Carry on the column below about skinny shaming, starting after its final sentence.

EXCERPT PROVIDED:
— Start —

Georgetown University’s Newspaper of Record since 1920

The Hoya

The Danger of Skinny Shaming

OUTTOMUNCHNYC.COM Youtube fitness star Amanda Russell has received negative backlash for being too skinny.
OUTTOMUNCHNYC.COM
Youtube fitness star Amanda Russell has received negative backlash for being too skinny.

They say real women have curves.

So does that mean that women who wear a 32 A or fit comfortably into size zero pants, aren’t real?

In my previous columns, I’ve focused on the pressure we face as women to eat less, work out more, and constantly refine our bodies. However, our society’s tendency to wear away at any glimpse of positive body image extends to both ends of the spectrum. Sadly, we put down larger women for being “too fat,” just as much as we discriminate against thinner women for looking emaciated.

We’ve all come across those women who are blessed with small frames and raging metabolisms, and more often than not, all we want to yell at them is, “Just go and eat a hamburger!”

It is frighteningly easy to fall into the practice of skinny shaming because it always seems far too likely that girls with single-digit body fat percentage must be battling an eating disorder and could learn a thing or two from the rest of us “healthy” people.

But that assumption could not be further from the truth. After all, we are in no position to judge a woman for her body type, especially to condemn her for being too thin when it’s not within her control.

So why do we do this? Why are we so obsessed with picking each other apart and focusing all of our attention on each other’s imperfections?

Journalist Sammi Taylor from Birdee Magazine accredits this tendency to “the product of our self-esteem. We are constantly unhappy, trying to reinvent ourselves by reducing the numbers on tags or scales.” I would have to agree.

As I was trying to find testimonies from victims of skinny shaming, I came across Amanda Russell, a 27-year-old YouTube fitness star, who has been thin her whole life, without really making any special effort to stay slim.

— End —

RECORDS:
— Start —

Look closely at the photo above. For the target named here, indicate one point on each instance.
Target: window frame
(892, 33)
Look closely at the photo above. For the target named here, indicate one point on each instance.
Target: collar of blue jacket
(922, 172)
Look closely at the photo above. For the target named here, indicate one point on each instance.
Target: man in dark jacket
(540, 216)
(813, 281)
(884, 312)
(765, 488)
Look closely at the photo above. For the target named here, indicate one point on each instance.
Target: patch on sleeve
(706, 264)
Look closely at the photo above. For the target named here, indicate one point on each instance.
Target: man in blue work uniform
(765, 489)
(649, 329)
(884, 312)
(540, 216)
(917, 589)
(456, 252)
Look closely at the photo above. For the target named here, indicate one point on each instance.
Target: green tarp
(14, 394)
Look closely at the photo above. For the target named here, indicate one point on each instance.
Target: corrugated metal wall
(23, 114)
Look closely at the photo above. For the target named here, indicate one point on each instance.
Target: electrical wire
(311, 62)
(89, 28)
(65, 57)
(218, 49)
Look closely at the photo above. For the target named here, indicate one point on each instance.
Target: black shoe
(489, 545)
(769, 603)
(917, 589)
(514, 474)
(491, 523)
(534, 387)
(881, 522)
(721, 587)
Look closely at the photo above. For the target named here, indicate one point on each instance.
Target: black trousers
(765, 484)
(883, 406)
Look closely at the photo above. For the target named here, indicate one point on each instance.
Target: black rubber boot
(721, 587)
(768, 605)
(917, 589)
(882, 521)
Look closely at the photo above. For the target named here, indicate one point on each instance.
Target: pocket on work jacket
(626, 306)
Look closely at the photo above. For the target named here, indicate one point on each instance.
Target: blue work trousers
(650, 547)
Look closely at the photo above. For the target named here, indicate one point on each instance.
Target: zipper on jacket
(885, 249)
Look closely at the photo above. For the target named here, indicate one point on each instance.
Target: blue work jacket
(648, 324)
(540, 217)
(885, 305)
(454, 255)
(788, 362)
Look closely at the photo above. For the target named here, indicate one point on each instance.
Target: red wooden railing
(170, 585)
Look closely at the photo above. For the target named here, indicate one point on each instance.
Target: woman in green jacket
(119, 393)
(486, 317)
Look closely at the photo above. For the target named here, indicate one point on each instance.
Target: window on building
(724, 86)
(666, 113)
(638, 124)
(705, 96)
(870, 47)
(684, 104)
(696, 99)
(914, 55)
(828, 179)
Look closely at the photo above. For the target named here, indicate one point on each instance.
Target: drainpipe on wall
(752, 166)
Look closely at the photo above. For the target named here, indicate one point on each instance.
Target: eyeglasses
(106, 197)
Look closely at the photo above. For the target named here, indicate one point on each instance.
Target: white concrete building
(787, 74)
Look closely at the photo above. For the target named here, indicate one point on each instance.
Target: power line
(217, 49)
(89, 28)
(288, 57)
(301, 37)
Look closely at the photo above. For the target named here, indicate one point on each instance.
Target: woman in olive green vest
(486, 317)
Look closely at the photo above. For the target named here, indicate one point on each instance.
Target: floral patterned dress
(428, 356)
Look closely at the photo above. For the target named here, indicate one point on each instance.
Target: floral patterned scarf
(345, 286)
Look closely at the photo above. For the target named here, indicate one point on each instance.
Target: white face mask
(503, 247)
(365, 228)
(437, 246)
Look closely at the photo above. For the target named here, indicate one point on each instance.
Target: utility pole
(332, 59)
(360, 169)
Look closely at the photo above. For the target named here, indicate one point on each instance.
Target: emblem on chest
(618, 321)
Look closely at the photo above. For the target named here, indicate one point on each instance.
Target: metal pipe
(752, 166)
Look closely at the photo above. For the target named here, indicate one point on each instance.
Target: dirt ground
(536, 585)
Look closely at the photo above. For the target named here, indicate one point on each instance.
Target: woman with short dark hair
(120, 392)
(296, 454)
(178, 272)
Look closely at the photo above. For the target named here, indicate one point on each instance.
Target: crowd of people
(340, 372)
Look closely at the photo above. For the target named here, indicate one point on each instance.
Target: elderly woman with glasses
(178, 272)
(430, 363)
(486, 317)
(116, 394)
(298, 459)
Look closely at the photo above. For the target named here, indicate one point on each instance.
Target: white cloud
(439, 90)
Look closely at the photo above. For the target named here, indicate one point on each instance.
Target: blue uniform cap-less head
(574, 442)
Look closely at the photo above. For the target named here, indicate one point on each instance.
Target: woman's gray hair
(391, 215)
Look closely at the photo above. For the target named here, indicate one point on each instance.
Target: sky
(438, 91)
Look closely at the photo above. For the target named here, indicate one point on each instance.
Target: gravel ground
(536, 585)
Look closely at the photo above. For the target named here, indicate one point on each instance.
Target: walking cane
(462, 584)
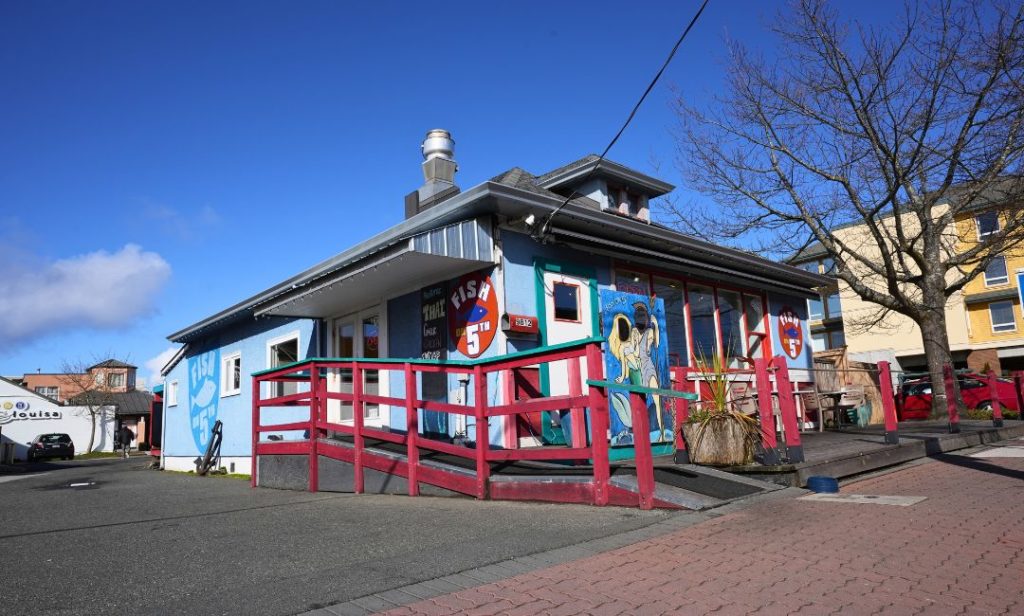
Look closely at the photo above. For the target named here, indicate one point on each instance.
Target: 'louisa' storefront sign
(10, 411)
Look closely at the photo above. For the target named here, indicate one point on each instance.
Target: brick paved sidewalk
(960, 552)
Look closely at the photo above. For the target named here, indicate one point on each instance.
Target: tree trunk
(92, 435)
(933, 332)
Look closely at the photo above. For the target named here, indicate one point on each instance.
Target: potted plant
(717, 432)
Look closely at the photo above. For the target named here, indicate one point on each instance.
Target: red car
(915, 396)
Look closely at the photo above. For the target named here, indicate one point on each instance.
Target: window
(729, 311)
(230, 375)
(631, 281)
(988, 223)
(675, 319)
(1003, 316)
(834, 306)
(966, 383)
(49, 391)
(704, 328)
(815, 310)
(566, 302)
(995, 273)
(284, 352)
(755, 317)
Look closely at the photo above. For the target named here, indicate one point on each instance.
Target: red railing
(760, 379)
(580, 397)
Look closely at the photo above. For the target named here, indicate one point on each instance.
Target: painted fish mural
(204, 387)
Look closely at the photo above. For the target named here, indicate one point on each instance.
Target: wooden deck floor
(851, 451)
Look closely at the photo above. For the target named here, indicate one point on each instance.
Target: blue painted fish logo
(204, 386)
(477, 313)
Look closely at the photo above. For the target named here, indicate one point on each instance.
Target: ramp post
(641, 449)
(255, 398)
(1019, 388)
(947, 379)
(599, 424)
(479, 406)
(888, 402)
(357, 427)
(578, 416)
(682, 414)
(313, 438)
(787, 407)
(993, 393)
(412, 433)
(765, 412)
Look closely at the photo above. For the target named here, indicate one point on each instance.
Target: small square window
(1003, 316)
(815, 309)
(230, 375)
(988, 223)
(633, 281)
(566, 302)
(48, 391)
(995, 273)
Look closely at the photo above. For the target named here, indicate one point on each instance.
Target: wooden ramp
(385, 471)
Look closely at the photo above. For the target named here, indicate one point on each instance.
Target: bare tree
(89, 391)
(872, 143)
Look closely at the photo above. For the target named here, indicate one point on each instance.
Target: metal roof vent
(438, 143)
(438, 173)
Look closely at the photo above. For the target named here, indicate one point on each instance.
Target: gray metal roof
(517, 193)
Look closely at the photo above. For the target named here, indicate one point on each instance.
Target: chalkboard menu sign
(433, 300)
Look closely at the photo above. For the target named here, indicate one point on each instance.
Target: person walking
(125, 435)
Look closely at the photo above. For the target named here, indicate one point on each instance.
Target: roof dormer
(619, 189)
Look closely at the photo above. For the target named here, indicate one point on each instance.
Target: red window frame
(685, 281)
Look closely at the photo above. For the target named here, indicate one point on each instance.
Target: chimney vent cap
(438, 144)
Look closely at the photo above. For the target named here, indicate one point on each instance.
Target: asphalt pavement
(112, 536)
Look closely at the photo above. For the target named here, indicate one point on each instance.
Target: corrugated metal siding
(466, 239)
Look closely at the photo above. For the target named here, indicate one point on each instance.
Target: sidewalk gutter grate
(1008, 451)
(865, 499)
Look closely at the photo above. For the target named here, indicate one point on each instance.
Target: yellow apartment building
(984, 321)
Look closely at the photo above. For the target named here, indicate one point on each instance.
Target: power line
(543, 230)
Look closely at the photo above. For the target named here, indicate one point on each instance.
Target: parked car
(51, 445)
(915, 396)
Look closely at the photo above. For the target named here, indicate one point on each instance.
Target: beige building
(984, 322)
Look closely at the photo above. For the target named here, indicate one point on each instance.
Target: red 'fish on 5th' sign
(791, 334)
(473, 314)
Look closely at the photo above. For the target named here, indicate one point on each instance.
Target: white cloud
(154, 364)
(102, 291)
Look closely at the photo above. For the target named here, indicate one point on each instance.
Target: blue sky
(162, 161)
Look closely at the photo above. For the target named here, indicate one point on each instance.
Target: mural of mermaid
(637, 354)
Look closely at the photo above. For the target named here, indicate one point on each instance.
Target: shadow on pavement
(977, 465)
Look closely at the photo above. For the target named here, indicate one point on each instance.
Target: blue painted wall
(201, 402)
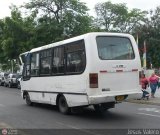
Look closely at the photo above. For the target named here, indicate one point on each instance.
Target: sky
(140, 4)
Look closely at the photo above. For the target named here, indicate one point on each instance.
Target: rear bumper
(111, 97)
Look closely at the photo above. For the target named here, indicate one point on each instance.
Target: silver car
(3, 77)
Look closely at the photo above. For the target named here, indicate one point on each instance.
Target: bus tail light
(93, 80)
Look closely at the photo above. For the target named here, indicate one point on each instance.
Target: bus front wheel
(28, 100)
(63, 106)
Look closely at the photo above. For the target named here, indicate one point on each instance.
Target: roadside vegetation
(47, 21)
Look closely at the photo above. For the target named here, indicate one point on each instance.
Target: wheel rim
(28, 101)
(63, 107)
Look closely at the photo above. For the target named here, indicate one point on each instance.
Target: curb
(147, 102)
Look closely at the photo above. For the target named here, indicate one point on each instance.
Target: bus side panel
(113, 79)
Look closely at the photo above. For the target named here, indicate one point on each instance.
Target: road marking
(1, 105)
(149, 115)
(150, 110)
(4, 125)
(76, 128)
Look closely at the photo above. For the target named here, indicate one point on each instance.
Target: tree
(117, 17)
(61, 18)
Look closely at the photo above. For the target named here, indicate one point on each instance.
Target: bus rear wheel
(28, 100)
(63, 106)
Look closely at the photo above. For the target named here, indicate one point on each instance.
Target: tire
(28, 100)
(10, 85)
(99, 108)
(63, 106)
(18, 86)
(5, 85)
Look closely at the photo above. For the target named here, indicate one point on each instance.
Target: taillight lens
(140, 73)
(93, 80)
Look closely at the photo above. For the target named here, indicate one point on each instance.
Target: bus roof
(75, 39)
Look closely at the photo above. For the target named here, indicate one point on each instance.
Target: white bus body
(109, 72)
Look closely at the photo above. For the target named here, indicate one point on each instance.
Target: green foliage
(54, 20)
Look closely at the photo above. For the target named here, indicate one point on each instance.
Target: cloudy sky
(141, 4)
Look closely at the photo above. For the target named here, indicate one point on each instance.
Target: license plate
(119, 98)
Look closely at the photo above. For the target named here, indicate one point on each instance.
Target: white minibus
(99, 69)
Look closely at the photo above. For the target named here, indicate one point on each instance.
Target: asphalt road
(14, 113)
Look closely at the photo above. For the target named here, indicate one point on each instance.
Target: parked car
(19, 82)
(11, 80)
(3, 77)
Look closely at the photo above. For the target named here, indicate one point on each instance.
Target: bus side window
(58, 61)
(45, 62)
(26, 68)
(35, 64)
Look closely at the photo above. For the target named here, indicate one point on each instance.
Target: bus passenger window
(45, 62)
(75, 62)
(35, 64)
(58, 61)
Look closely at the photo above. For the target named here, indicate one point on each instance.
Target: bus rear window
(114, 48)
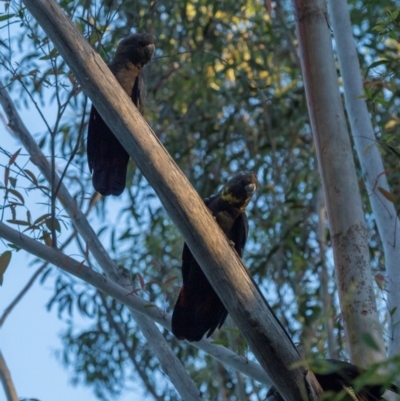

— End —

RESPONSE BELOW:
While on set for one of her videos, a colleague approached her to ask the question, “Do you even eat?”

Though questions like these feign concern, they are not compassionate or sensitive in the least. Suppose Amanda was battling anorexia — confronting her about a potential eating disorder would hardly do the trick. Is that question supposed to trigger a light bulb and show her that starving herself is not the answer?

Over the past several years, there has been a movement toward promoting body acceptance and embracing women of all shapes and sizes, but with cases like these still being all too common, it hardly seems that we are on the right track.

Amanda’s video referenced the “skinny backlash,” and I’d have to say it should be a source of concern. Zero most certainly is a size, and real women can also have little to no curves. Rather than associate one body type with the image of a healthy, happy woman, we need to focus more on a broader acceptance — one that incorporates every woman, whether she is a size 0 or size 14.

We need to remember that a number on the scale does not determine individual self-worth. But most importantly, we need to remember that every woman is real. No exceptions.

Daria Etezadi is a rising sophomore in the School of Foreign Service. Made From Scratch appears every other Monday at thehoya.com.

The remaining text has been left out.